▶ SOURCE EXCERPT
+++

Lesson 2 of 6

Weaknesses of Existing Codecs

Blocking, ringing, banding, and the trade-offs we accept

You've probably noticed it before: that strange grid-like pattern in dark scenes of a streaming movie, or the slight shimmer around sharp edges in a fast-moving sports broadcast. These aren't transmission errors – they're fundamental artifacts of how video codecs work. Every compression technique involves trade-offs, and understanding these limitations is key to appreciating why newer codecs keep emerging and why we can never quite eliminate all visual imperfections.

TL;DR

All lossy video codecs produce characteristic artifacts due to block-based processing, quantization, and frequency domain transformations. These include blocking artifacts at boundaries, ringing (Gibbs phenomenon) around edges, banding in smooth gradients, detail loss from high-frequency removal, and color artifacts from chroma subsampling. Understanding these trade-offs helps explain codec design decisions and the ongoing evolution of compression standards.

1. Blocking Artifacts

The most recognizable artifact in compressed video is blocking – visible boundaries between processing blocks that appear as a grid-like pattern, especially in flat or low-contrast areas.

Blocking occurs because modern codecs divide frames into blocks (typically 4×4 to 32×32 pixels) and process each block independently. When quantization is coarse (high QP values), each block gets quantized to slightly different values, creating discontinuous jumps at block boundaries.

Why it happens: Block-based transform coding processes each block independently. At low bitrates, coarse quantization means adjacent blocks may have significantly different average values, creating visible seams.

Blocking is most noticeable in:

Dark or shadow areas with limited color variation
Slow-moving or static scenes
Flat backgrounds like walls or skies
Low bitrate encodes (especially at high resolutions)

Use the widget below to see how blocking increases with compression severity. Notice how the block boundaries become more pronounced as the quantization parameter increases.

2. Ringing Artifacts (Gibbs Phenomenon)

Ringing appears as oscillating patterns or "halos" around sharp edges in the image, particularly noticeable around high-contrast transitions like text on backgrounds or object boundaries.

This artifact stems from the Gibbs phenomenon in Fourier analysis: when we represent a discontinuous function (like a sharp edge) using a finite series of sinusoids (frequency components), we get overshoot and ringing near the discontinuity.

In video codecs, the Discrete Cosine Transform (DCT) represents image blocks as sums of cosine functions. When we quantize (especially aggressively), we lose some high-frequency components needed to accurately represent sharp edges, causing the reconstruction to overshoot and undershoot around edges.

+++

Stored data:
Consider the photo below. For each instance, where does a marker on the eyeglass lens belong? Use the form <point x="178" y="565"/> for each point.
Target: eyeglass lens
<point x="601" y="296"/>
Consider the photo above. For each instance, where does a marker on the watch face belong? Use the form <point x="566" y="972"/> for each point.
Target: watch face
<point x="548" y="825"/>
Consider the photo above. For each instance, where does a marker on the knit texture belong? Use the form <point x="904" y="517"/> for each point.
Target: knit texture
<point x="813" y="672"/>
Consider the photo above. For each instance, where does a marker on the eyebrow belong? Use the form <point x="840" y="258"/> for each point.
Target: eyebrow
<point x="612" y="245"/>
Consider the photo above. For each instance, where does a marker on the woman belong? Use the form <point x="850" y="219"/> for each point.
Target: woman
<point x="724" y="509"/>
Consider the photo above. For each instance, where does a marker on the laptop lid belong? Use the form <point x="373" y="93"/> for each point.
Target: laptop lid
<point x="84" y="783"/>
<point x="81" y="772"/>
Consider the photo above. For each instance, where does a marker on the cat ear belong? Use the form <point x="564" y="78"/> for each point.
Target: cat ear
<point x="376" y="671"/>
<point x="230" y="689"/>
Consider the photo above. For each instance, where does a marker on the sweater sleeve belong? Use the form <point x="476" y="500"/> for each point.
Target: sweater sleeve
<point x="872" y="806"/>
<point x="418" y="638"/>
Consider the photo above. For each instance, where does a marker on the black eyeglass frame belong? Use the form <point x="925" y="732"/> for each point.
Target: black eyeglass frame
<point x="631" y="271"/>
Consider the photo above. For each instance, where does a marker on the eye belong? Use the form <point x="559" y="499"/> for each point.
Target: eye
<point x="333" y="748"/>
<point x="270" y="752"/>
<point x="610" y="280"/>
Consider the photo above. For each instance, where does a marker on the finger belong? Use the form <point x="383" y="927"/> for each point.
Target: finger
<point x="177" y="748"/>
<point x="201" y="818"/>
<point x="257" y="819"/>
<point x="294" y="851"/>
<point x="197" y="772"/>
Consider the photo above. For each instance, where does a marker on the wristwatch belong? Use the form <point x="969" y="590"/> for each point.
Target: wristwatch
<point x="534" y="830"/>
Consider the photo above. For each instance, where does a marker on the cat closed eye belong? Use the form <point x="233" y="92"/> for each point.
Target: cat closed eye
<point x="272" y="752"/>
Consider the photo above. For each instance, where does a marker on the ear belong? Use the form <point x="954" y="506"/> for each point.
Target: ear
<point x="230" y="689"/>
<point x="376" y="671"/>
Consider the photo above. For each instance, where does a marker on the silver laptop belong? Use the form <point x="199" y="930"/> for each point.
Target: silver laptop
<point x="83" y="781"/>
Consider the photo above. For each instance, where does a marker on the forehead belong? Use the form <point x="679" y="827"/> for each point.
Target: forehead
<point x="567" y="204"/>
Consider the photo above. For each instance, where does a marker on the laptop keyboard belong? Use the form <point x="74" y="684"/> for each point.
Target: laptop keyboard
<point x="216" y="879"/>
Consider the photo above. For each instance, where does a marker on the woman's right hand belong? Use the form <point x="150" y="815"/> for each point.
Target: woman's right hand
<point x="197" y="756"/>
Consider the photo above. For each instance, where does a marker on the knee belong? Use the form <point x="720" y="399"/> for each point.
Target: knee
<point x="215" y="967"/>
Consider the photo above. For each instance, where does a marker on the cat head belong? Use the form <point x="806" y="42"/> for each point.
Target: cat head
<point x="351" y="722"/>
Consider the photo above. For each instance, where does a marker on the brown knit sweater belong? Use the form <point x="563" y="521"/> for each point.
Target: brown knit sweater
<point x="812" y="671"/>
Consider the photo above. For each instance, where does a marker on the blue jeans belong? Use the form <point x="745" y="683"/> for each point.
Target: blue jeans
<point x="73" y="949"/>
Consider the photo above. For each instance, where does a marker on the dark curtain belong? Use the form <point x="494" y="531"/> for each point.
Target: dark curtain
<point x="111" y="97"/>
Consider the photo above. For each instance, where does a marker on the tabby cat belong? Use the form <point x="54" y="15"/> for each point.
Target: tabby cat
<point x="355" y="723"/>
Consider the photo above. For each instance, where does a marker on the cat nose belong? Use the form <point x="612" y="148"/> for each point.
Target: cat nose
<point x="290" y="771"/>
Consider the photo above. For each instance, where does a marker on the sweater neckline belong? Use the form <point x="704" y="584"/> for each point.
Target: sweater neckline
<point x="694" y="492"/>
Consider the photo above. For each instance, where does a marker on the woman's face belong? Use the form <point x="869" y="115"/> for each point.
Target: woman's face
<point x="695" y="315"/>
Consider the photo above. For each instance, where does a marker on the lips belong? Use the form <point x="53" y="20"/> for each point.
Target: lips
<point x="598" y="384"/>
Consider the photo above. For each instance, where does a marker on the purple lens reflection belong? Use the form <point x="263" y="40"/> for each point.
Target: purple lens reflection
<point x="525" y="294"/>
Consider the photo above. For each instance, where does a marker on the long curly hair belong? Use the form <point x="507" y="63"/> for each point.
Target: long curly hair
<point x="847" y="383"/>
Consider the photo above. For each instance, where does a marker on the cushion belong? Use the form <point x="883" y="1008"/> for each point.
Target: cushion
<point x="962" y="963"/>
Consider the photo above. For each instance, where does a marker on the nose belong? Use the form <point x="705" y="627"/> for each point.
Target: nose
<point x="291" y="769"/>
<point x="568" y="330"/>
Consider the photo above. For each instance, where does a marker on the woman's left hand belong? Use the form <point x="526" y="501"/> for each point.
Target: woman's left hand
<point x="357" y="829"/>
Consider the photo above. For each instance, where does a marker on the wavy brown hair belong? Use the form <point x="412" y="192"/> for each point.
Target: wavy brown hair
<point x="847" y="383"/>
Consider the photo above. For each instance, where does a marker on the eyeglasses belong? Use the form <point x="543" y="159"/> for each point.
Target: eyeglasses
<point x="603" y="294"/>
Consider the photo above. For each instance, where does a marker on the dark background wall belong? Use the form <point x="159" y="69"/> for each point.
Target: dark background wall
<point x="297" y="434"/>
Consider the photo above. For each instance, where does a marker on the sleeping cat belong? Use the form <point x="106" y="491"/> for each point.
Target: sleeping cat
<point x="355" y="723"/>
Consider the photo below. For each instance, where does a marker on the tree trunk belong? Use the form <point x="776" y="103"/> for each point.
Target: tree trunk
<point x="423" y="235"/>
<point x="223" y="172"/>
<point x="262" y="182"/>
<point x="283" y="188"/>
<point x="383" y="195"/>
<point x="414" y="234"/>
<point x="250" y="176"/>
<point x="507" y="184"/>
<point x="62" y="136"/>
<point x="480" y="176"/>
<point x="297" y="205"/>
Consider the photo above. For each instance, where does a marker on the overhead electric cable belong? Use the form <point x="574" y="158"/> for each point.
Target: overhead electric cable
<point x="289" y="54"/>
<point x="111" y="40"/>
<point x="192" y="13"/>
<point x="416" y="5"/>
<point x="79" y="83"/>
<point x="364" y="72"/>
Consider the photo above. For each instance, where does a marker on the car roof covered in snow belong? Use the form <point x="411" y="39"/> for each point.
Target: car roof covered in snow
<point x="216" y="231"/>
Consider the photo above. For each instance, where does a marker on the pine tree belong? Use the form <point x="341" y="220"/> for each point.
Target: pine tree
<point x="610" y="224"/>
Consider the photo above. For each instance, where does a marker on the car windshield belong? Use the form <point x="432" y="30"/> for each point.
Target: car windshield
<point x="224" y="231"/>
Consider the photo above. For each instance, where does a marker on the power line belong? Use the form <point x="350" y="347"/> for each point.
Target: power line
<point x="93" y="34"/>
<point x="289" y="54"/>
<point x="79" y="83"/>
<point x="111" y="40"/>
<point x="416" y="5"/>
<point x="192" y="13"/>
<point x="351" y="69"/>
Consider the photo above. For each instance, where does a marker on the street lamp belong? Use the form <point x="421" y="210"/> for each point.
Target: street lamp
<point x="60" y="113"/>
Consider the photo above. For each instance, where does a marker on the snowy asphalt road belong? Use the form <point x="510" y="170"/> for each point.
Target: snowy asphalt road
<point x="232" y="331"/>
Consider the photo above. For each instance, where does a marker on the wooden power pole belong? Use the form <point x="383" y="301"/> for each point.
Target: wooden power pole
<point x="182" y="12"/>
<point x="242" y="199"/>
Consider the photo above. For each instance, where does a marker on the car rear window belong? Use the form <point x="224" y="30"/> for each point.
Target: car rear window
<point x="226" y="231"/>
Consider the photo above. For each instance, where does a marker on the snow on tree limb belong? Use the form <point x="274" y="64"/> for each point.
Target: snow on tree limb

+++

▶ TASK DETAILS
According to the lesson on codec weaknesses, what range of block sizes do modern codecs typically divide frames into? The stored lines are separate material, apart from the lesson.

▶ SOLUTION TO THE PROBLEM
Typically 4×4 to 32×32 pixels.